Texte source:

>>>>

M'emmènerez-vous le voir, après la messe? Vous aviez promis. Regardez, j'ai même quitté cette bure que vous haïssez tant pour la tenue que vous m'aviez achetée à notre retour. Une folie. Dépenser autant pour du tissu. Vous aviez promis, Georges. Je ne souffrirai de partir sans le voir.


Et de fait, l'émaciée religieuse qui était revenue souillon de leur pèlerinage avait retrouvé sa superbe. Droite dans sa robe tombant jusqu'au sol, d'un pâle annonciateur des neiges bleutées de l'hiver, elle faisait honneur à la richesse de son époux ainsi qu'à la noblesse de ses parents. Ses cheveux dorés n'avaient plus trace de la brûlure que le feu leur avait infligé six mois plus tôt pour une sombre histoire de mouton. Recouverts d'un voile, ils sentaient bon la fleur d'oranger. Comme au premier jour. Pour lui?
_________________
Watelse
Quand le Maitre promettait, il omettait rarement de croiser les doigts derrières son dos, voyou menteur qu’il était. Et devant la pieuse et honnête Dame Watelse, il n’en allait pas autrement. Le lâche s’éclaircit le ton d’un raclement de gorge. Il sourit aussi sincèrement que possible à la dame qui lui avait donné son bel enfant Juste-Parfait Watelse, l’attirant d’une main à l’écart de la tombe qu’elle pourrait découvrir :
 
Dame, je vous ai promis et je vous promets encore désormais. Cependant...
 
Cependant, le fripon n’avait pas tout à fait dit la vérité. Véritablement, elle verrait son rejeton après la messe. Véritablement, elle le prendrait dans ses bras Et assurément, elle remercierait chaleureusement l’hôtesse qui avait pris soin du fruit de ses entrailles pendant leur temps d’absence. Pourtant, il était aussi facile de prévoir la réaction de la nonnette lorsqu’elle apprendrait l’identité de cette généreuse âme…
 
Ma mie, Ma Personne se terre dans la honte si elle ne vous avoue pas dès maintenant quelques menus détails sur cette personne… cette femme… qui vous a suppléé si bonnement. Comment vous la décrire, ma foi?…
 
Le ton se fait hésitait, un rien trainant. Watelse ressemblait alors à un mari infidèle essayant de faire passer la pilule à sa cocue de femme, amenant pas à pas l’idée de la faute. Penaud. Contrit. Cependant, la ressemblance s’arrêtait là car le paon continua par la représenter comme un "oeuf": 
 
Je ne la traiterais pas de dinde car elle porte les mêmes plumes que moi. Une femelle paon… Un peu vérolée parfois, faute à sa catin de mère…
 
Il indiqua d’un bout de canne la tombe devant laquelle elle priait à l’instant. La tombe s’était vue recouvrir avec le temps d’un épais lierre qui empêchait la lecture rapide de son occupante.

<<<<

Consigne 1:
Reformulez sous forme de liste le paragraphe du texte source qui commence par « Et de fait, l'émaciée religieuse », en conservant ses faits principaux.

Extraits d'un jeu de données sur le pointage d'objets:
>>>>

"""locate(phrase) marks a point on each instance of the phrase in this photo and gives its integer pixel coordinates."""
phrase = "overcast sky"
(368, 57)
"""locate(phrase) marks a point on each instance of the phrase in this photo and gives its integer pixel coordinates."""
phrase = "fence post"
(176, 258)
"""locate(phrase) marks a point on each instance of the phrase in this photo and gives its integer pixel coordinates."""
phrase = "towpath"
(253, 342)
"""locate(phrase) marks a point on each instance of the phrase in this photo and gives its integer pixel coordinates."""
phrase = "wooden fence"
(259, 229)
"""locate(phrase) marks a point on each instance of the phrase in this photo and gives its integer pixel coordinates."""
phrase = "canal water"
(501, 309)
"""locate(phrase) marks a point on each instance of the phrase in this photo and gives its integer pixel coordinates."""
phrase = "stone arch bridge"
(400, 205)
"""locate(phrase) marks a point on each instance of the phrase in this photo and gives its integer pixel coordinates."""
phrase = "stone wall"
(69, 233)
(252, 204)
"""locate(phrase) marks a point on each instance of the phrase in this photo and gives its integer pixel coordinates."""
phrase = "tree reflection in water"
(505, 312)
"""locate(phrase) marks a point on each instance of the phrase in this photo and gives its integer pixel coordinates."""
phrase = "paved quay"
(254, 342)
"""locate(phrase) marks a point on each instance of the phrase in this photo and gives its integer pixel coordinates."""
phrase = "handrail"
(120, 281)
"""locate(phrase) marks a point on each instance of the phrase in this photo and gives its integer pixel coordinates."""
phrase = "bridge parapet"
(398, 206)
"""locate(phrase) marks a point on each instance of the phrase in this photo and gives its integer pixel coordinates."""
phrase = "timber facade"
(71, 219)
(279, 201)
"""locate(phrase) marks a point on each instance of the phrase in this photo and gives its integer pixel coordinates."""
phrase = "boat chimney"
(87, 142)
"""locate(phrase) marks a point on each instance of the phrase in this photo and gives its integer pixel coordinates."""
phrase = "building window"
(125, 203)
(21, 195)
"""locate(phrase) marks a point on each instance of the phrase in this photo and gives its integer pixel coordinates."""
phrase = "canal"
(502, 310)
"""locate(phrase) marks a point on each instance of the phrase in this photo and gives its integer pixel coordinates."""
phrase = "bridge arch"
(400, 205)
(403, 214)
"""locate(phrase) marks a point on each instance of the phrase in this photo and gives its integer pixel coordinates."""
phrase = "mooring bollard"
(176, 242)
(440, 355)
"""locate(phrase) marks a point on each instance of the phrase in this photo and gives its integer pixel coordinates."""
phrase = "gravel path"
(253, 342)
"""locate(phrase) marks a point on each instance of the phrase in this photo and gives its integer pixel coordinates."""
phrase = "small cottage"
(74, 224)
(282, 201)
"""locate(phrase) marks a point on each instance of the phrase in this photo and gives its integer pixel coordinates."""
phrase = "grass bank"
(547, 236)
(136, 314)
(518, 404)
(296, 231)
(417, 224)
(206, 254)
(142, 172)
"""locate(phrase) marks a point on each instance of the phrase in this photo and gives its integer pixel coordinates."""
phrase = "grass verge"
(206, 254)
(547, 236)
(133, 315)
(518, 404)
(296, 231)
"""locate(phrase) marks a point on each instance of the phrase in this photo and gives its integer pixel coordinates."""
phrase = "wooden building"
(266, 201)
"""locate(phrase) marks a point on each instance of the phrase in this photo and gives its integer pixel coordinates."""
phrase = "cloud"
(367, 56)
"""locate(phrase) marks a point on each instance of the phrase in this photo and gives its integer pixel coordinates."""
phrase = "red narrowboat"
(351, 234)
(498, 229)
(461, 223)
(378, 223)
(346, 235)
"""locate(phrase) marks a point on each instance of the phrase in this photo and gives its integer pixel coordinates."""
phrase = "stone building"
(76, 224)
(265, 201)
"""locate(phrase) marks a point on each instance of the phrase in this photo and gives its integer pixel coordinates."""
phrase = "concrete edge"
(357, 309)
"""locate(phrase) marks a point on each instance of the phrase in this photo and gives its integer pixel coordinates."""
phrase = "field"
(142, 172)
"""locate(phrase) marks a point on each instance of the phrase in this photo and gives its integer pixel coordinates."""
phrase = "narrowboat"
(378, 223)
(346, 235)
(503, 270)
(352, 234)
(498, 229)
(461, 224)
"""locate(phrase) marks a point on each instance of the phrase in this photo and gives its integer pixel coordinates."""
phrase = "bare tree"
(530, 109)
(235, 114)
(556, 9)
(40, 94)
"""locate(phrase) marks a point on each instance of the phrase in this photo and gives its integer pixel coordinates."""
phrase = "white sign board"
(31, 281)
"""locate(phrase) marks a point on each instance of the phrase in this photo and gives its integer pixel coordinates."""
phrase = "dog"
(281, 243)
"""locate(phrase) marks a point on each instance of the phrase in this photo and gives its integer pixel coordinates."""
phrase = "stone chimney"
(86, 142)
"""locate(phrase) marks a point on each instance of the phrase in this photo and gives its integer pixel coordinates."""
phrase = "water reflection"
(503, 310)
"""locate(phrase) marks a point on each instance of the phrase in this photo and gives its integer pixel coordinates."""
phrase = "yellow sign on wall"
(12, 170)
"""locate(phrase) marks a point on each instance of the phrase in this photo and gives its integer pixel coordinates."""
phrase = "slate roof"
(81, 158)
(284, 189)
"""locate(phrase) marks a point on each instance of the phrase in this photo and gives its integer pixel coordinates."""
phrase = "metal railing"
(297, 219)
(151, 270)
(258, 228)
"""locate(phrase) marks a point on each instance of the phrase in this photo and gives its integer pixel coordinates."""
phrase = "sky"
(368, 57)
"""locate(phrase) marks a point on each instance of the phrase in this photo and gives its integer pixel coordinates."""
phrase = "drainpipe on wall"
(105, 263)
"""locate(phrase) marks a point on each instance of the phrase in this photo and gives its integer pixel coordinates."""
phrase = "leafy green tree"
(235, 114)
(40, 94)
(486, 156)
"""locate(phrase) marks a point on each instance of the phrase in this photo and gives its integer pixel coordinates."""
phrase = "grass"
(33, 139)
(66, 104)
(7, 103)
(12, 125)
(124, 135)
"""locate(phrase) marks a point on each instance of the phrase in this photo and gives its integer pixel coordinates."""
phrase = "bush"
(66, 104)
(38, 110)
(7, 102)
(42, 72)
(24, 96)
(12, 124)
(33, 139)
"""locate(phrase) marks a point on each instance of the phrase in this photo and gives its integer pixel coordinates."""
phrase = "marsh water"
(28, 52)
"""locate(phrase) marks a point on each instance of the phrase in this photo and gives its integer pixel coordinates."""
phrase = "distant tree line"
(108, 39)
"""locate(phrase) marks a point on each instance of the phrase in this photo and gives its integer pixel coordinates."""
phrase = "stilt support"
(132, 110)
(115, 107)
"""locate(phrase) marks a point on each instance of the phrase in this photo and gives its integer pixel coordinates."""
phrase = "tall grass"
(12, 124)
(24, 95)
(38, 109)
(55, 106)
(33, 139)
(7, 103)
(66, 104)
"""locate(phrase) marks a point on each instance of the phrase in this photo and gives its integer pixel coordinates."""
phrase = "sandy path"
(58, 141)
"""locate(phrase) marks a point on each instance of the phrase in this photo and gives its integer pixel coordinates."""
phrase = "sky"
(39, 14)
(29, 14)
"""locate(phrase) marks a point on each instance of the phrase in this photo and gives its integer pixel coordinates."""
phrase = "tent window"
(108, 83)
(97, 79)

<<<<

Consigne 2:
Relevez toutes les lignes des données qui contiennent la chaîne « chimney », en tenant compte de la casse.

Réponse complète 1:
- La religieuse, maigre et négligée à son retour du pèlerinage, a retrouvé sa superbe.
- Droite dans une robe pâle qui tombe jusqu'au sol, elle fait honneur à la richesse de son époux et à la noblesse de ses parents.
- Ses cheveux dorés ne gardent aucune trace de la brûlure infligée par le feu six mois plus tôt, lors d'une sombre histoire de mouton.
- Recouverts d'un voile, ils sentent bon la fleur d'oranger, comme au premier jour.

Réponse complète 2:
phrase = "boat chimney"
phrase = "stone chimney"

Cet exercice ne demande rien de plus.